* _Records for this exercise_
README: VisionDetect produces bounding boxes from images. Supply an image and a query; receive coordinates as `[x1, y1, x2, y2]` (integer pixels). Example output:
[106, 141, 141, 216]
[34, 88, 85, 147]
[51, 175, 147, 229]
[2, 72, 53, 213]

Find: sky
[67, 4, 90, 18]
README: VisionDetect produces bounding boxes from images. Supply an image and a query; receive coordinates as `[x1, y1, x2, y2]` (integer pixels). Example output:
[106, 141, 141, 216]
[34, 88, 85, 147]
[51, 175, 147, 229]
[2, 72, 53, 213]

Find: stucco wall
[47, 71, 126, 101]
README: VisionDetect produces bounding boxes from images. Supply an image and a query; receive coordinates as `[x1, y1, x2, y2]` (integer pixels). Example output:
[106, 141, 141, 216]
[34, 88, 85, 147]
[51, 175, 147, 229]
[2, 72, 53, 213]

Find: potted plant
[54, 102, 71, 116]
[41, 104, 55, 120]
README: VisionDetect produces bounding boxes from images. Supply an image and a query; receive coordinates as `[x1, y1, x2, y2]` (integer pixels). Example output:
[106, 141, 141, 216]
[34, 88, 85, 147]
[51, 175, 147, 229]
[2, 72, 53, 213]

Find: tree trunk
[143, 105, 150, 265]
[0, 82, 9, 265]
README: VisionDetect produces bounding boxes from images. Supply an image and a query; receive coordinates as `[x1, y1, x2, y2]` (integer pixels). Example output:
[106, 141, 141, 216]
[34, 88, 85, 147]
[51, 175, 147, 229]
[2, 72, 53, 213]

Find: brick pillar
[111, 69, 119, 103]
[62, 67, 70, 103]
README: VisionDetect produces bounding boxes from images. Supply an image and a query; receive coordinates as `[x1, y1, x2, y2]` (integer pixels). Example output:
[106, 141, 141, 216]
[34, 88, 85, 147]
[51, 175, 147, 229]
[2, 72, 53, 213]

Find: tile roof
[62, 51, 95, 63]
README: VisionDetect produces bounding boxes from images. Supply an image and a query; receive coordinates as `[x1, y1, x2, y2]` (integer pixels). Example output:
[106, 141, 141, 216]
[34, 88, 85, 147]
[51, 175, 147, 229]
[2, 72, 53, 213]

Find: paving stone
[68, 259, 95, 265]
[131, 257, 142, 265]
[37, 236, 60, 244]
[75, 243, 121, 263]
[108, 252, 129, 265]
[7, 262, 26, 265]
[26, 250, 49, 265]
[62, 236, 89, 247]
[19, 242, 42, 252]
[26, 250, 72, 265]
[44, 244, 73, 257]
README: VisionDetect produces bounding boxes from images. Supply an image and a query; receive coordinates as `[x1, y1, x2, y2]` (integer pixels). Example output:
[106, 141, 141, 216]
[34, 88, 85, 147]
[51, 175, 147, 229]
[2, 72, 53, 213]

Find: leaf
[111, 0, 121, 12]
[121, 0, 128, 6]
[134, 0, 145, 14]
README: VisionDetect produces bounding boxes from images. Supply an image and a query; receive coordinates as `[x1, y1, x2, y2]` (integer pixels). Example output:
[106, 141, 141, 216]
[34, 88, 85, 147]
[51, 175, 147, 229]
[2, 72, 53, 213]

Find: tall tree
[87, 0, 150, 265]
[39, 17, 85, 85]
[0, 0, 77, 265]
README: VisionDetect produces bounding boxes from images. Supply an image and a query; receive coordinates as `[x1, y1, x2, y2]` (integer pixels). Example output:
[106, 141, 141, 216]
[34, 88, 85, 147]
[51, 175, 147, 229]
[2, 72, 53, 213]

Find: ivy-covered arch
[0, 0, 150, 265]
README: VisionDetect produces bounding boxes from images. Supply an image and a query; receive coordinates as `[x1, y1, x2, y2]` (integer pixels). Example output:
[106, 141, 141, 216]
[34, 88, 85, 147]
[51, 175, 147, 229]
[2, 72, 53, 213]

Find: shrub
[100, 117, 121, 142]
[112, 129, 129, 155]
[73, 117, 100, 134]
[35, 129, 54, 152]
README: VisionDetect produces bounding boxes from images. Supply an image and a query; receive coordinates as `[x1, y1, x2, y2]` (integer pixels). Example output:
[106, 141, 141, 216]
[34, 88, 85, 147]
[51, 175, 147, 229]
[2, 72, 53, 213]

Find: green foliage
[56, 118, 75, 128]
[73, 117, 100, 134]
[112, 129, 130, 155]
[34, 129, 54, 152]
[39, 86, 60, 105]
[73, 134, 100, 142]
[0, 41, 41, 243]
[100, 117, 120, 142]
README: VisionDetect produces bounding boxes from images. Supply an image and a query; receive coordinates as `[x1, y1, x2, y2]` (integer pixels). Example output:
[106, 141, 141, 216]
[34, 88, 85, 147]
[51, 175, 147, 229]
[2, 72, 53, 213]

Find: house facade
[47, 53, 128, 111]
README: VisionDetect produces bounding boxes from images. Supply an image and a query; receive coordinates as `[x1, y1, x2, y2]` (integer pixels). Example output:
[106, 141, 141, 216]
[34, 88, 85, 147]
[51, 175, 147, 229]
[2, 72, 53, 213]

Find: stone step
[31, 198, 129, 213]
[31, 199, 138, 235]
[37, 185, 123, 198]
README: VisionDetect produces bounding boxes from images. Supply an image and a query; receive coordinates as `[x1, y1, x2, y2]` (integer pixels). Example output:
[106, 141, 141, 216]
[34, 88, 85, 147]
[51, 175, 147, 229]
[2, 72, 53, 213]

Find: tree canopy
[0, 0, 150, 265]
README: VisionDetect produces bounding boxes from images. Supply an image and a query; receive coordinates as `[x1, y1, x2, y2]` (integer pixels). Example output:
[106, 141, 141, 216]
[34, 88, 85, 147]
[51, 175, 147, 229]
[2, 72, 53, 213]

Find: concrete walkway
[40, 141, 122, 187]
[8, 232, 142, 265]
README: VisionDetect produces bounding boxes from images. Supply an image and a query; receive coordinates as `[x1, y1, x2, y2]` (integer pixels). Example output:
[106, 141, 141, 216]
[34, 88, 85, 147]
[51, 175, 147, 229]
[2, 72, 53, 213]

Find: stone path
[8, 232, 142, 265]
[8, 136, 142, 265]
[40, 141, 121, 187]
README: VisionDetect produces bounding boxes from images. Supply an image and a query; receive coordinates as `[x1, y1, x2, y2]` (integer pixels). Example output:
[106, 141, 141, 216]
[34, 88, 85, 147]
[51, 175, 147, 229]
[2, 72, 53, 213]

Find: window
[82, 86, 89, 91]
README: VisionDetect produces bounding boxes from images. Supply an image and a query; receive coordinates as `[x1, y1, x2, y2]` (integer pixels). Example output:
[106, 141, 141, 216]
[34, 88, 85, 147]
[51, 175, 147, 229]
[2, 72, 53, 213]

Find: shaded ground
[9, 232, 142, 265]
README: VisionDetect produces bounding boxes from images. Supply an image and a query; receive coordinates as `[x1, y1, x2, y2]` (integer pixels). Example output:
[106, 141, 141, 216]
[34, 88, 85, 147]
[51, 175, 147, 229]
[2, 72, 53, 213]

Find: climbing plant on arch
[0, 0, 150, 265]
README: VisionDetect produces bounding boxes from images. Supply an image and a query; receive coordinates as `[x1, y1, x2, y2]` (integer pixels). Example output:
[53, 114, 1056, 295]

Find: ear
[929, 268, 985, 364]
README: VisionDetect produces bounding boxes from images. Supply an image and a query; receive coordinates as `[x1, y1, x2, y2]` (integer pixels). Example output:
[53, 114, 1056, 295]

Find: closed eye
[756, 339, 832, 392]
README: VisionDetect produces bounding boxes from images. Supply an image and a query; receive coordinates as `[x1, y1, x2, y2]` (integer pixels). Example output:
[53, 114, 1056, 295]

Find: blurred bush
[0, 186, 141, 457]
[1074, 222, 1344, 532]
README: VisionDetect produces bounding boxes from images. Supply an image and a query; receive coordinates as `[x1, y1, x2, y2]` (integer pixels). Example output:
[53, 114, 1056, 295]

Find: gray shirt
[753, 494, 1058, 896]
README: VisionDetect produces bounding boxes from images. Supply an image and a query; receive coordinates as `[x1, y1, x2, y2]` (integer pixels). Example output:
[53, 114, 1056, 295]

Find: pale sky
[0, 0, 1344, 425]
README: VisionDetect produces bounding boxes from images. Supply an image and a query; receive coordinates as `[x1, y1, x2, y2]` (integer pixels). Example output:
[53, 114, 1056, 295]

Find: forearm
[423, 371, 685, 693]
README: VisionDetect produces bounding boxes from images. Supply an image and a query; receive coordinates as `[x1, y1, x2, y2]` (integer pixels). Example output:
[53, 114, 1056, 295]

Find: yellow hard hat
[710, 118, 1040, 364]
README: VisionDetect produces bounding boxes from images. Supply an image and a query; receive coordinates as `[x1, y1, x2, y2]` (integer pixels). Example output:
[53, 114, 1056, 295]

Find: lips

* _Stated problem_
Can you print every line from the start of the entries through the line containing "[62, 51, 95, 63]", both ends included, reproducing each one character for character?

* _Response to the task_
README: VisionDetect produces bounding boxes from images. Supply an image and a query; receive coordinates as `[x1, y1, x2, y2]` (integer pixels). Example output:
[106, 141, 141, 216]
[34, 88, 85, 147]
[51, 175, 147, 229]
[2, 72, 53, 213]

Find: sky
[67, 4, 90, 18]
README: VisionDetect produces bounding boxes from images. Supply an image and a query; receive coordinates as `[x1, y1, x2, y2]` (integer pixels). Example output:
[106, 141, 141, 216]
[34, 88, 85, 147]
[51, 175, 147, 229]
[2, 72, 53, 213]

Find: stucco wall
[47, 71, 126, 101]
README: VisionDetect produces bounding boxes from images. Supply an image and a query; receive coordinates as `[x1, y1, x2, y2]` (integer pixels). Example output:
[106, 141, 141, 216]
[34, 88, 85, 147]
[51, 175, 147, 229]
[2, 72, 53, 213]

Find: potted plant
[54, 102, 71, 116]
[41, 104, 55, 120]
README: VisionDetect produces bounding boxes from images. Supply an image and a query; receive coordinates as `[x1, y1, x2, y2]` (integer pixels). Example output:
[106, 141, 141, 216]
[34, 88, 85, 147]
[51, 175, 147, 229]
[2, 72, 53, 213]

Find: tree trunk
[143, 105, 150, 265]
[0, 82, 9, 265]
README: VisionDetect produces bounding boxes from images. Supply an image and a query; receive coordinates as `[x1, y1, x2, y2]` (integer pixels). Example output:
[106, 141, 141, 216]
[34, 88, 85, 147]
[51, 175, 147, 229]
[2, 72, 53, 213]

Find: brick pillar
[111, 69, 119, 103]
[62, 67, 70, 103]
README: VisionDetect produces bounding boxes from images. Supply an image and a query; receive coordinates as `[x1, y1, x2, y2]` (integer pixels). Example output:
[106, 141, 141, 216]
[34, 88, 85, 147]
[51, 175, 147, 229]
[2, 72, 53, 213]

Find: tile roof
[62, 51, 95, 63]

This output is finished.